Job>
Rewrite every listing below, swapping "bounding box" for "enclosing rectangle" and keeping everything else the same.

Task material>
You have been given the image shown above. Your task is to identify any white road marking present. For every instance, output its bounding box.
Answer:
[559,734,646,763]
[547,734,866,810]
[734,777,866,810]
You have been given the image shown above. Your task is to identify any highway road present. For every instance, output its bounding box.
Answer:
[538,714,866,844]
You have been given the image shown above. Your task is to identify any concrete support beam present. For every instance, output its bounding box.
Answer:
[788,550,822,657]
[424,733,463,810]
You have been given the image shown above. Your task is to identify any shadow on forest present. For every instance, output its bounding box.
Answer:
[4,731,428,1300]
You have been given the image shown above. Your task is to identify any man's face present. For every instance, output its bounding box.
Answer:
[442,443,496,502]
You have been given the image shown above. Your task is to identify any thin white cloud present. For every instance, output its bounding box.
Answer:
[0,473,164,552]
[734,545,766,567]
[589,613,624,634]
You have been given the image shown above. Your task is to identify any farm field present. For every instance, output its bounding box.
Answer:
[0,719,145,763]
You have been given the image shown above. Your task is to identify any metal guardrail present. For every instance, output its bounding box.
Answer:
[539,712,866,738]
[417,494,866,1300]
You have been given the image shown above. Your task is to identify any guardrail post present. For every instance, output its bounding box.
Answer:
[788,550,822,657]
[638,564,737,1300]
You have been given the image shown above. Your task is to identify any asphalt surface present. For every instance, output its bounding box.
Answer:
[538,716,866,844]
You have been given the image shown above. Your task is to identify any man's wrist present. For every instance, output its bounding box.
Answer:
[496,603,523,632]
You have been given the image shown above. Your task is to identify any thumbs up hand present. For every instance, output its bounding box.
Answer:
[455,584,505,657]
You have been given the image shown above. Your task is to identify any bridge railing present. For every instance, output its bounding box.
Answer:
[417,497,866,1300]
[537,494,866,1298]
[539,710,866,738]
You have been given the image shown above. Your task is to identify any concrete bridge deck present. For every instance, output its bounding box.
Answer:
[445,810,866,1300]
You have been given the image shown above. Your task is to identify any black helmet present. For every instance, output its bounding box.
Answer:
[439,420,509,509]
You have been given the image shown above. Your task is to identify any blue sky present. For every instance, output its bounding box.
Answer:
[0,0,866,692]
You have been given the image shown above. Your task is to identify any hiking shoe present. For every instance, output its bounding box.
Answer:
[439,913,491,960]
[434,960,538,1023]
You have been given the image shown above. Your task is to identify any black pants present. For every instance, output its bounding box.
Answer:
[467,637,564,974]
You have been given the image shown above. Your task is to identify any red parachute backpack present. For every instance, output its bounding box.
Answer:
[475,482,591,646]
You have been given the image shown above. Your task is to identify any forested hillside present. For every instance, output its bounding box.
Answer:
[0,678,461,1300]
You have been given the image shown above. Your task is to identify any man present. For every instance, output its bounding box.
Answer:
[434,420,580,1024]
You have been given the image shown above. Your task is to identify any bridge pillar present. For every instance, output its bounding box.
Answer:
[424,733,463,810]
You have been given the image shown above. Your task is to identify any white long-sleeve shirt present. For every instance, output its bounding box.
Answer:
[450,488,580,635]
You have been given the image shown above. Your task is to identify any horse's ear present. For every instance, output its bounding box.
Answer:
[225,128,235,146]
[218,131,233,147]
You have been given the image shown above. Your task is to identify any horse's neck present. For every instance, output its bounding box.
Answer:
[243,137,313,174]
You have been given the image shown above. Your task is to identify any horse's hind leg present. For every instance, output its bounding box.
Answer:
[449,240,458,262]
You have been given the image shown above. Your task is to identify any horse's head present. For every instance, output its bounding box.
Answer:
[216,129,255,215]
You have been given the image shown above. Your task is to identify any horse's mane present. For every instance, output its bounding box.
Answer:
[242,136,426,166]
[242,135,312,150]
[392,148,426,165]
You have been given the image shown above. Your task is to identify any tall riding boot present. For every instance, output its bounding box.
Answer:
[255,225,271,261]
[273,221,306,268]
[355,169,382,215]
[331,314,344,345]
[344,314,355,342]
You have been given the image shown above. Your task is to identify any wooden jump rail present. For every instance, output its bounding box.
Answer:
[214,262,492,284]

Written reply>
You have been given the image shown above. Your task is to identify any white road marking present. For every instance, output its enclosing rectangle.
Answer:
[559,734,646,763]
[547,734,866,810]
[734,777,866,810]
You have been given the image shown above. Your task is to identify any highway road present. For every instance, output its enclosing rectangle.
Answer:
[538,714,866,844]
You have been given the image shown above. Your task is to identify any concrete support beam present. For every instance, output its enclosing rectangle.
Answer:
[788,550,822,657]
[424,733,463,810]
You have been given the image shown above. Your task is to identify any shadow on forest present. For every instance, output its enclosing rectangle.
Answer:
[4,731,428,1300]
You have been given the image shown above. Your task is to identify any man's face present. For every instance, output its enclosing rectangle.
Answer:
[442,443,496,502]
You have been given the image shown above. Your task is to identify any thin white cloud present. For every instance, output its enclosing rectangle.
Answer:
[0,473,164,552]
[734,545,766,567]
[589,613,624,634]
You have been given the image shown above. Your task is to identify any farm field present. For every instance, output its enclosing rectangle.
Answer:
[0,719,145,763]
You have been given the image shown above. Your task is to identify any metal guardrail present. For every instance, output its enclosing rectangle.
Answer:
[539,712,866,738]
[417,494,866,1300]
You have been given the image shown above. Your task is to identify any guardrail post present. For every instance, output its enclosing rectangle.
Answer:
[788,550,822,657]
[638,564,737,1300]
You have been given the image shown above. Your task is to identify any asphalt surface present. For every instance, output its enclosing rectangle.
Answer:
[538,716,866,844]
You have been given the image shown above. Your task is to identify any man's wrist present. For every instance, output its enclosing rectangle.
Answer:
[496,603,523,632]
You have been given the image shown above. Your task is to identify any thumbs up hand present. For every instance, output its enclosing rectangle.
Answer:
[455,584,505,657]
You have been given the image shown above. Your task is to identify any bridge railing present. For every instance, output its enclosing rectangle.
Answer:
[417,497,866,1300]
[537,494,866,1298]
[539,710,866,738]
You have been given the image shown above. Your task is to identify any concrete bridge deck present. For every instance, output its enclosing rectangle.
Answer:
[445,810,866,1300]
You have been given the image shown above. Your task is to identify any black helmet present. For every instance, output its enclosing rectangle.
Answer:
[439,420,509,509]
You have been given the image shown above. Your task is to identify any blue sky present. For every instance, output its enclosing rectangle.
Answer:
[0,0,866,692]
You have been given the image shown above. Your task is to identify any hiking shoe present. For every instance, output its enclosing rectangle.
Answer:
[439,913,491,960]
[434,960,538,1023]
You have been given the image shown above. Your task is to identify any black pants present. For every instance, output its enclosing rectangle.
Answer:
[467,637,564,974]
You have been given the image shown above. Your task is to identify any red parachute backpack present. For every instance, output its enclosing rectangle.
Answer:
[475,482,591,646]
You have been given the image shown above. Your task is to identify any forested hillside present. For every instance, output its enclosing rectangle.
Answer:
[0,678,461,1300]
You have been given the image shown above. Your task is to identify any man present. For every instance, output its enclosing rectangle.
Answer:
[434,420,580,1024]
You have been given the image shown above. Your task is to identify any bridge pillar present. For every instance, output its enclosing rectangle.
Answer:
[424,733,463,810]
You have been given the image shown above. Your task is to identify any white long-sleeve shirt present. For every instance, output its enclosing rectangle.
Answer:
[450,488,580,635]
You have been given the image shown above. Your task is to identify any horse's ear present. For every instance, output its enclosing rectangle.
Answer:
[225,128,235,146]
[218,131,233,147]
You have been given the image shown above. Your task is to identify any horse's neck present. For every instance, output its enclosing rectangle.
Answer:
[243,137,313,174]
You have been given the image shown above. Your task is to identify any horse's hind leg present. For every instance, output its enclosing rectangle.
Answer:
[449,240,458,262]
You have been given the image shown above. Your task is to identify any horse's head present. For every instance, output its enclosing rectangle.
Answer:
[216,129,255,215]
You have been given the image shown above. Your task is to identify any horse's mane present. For every instance, output its enclosing rectangle.
Answer:
[242,136,426,166]
[242,135,312,150]
[392,148,426,165]
You have been given the image shown above. Your task is to identify any tall riding boot present. For every instance, output its enclosing rectangle.
Answer:
[255,225,271,261]
[273,221,306,268]
[355,169,382,215]
[331,314,344,345]
[344,314,355,342]
You have been given the image shown above. Your task is to identify any wooden jump rail present. For every instance, output its enclosing rectangle.
Answer:
[214,262,492,284]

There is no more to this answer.